◆ **REQUIREMENTS**: All entries must be repeated exactly; do not include the pictures.

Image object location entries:
────
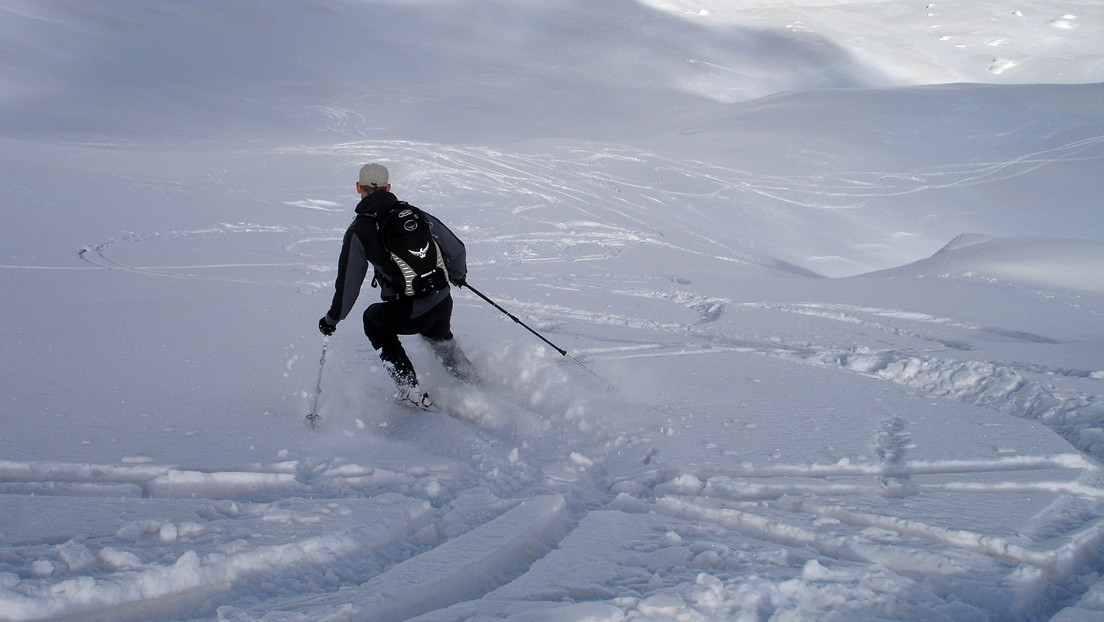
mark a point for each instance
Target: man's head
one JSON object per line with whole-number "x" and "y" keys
{"x": 372, "y": 177}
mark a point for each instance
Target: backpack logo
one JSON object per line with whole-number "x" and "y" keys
{"x": 416, "y": 265}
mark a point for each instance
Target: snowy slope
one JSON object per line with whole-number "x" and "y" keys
{"x": 837, "y": 264}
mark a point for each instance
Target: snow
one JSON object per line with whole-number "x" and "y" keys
{"x": 837, "y": 265}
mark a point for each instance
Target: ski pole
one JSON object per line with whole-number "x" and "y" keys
{"x": 312, "y": 418}
{"x": 539, "y": 336}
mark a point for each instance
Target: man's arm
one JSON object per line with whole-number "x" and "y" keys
{"x": 456, "y": 255}
{"x": 352, "y": 267}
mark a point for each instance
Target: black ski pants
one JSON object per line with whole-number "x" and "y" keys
{"x": 384, "y": 322}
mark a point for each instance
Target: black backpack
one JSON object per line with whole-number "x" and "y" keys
{"x": 416, "y": 267}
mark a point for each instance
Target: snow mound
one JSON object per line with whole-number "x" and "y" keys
{"x": 1028, "y": 262}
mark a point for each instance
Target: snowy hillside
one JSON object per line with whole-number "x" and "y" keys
{"x": 839, "y": 267}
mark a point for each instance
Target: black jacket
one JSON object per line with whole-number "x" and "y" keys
{"x": 362, "y": 248}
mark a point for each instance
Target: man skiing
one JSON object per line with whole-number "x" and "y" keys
{"x": 410, "y": 306}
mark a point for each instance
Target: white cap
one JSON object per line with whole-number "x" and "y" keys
{"x": 373, "y": 176}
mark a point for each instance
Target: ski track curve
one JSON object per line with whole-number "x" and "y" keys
{"x": 379, "y": 529}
────
◆ **RESULT OF THIS TASK**:
mark a point for each instance
Target: man's head
one JSON object per line with whole-number "x" and "y" keys
{"x": 372, "y": 177}
mark a point for each instance
Target: backpack logo
one JSON object per line with whole-number "x" and "y" keys
{"x": 416, "y": 265}
mark a point for each instance
Target: snowy slope
one JSON object per line with whole-number "x" and "y" keys
{"x": 837, "y": 264}
mark a point for each instance
Target: snow
one JSON object per line with whole-number "x" and "y" keys
{"x": 837, "y": 265}
mark a point for each instance
Target: ski pole
one JSON object per line with whole-number "x" and "y" keys
{"x": 312, "y": 418}
{"x": 539, "y": 336}
mark a point for each instance
Target: man's arm
one JSON object per line with whole-number "x" and "y" keys
{"x": 456, "y": 255}
{"x": 352, "y": 267}
mark a point for each instance
Target: black ski pants
one JSON object per line with whole-number "x" and "y" keys
{"x": 384, "y": 322}
mark a point for each instance
Target: black backpack
one JSON object per line with whole-number "x" and "y" keys
{"x": 416, "y": 267}
mark a point for each instance
Target: snow mound
one JSON object per line with whole-number "x" and "y" keys
{"x": 1028, "y": 262}
mark a point for each instance
Target: snowy hillside
one JSON object per line with whole-number "x" and "y" keys
{"x": 839, "y": 267}
mark a point for each instance
Target: black jacket
one JSON object per line with whole-number "x" and "y" keys
{"x": 362, "y": 248}
mark a point for each instance
Target: man skiing
one JSON object per line with whole-number "x" and "y" keys
{"x": 410, "y": 306}
mark a point for each instance
Target: white cap
one JSON object per line with whole-number "x" and "y" keys
{"x": 373, "y": 176}
mark a point for each instance
Target: ski track curve
one JSON object per line with whole-number "x" and "y" keys
{"x": 379, "y": 529}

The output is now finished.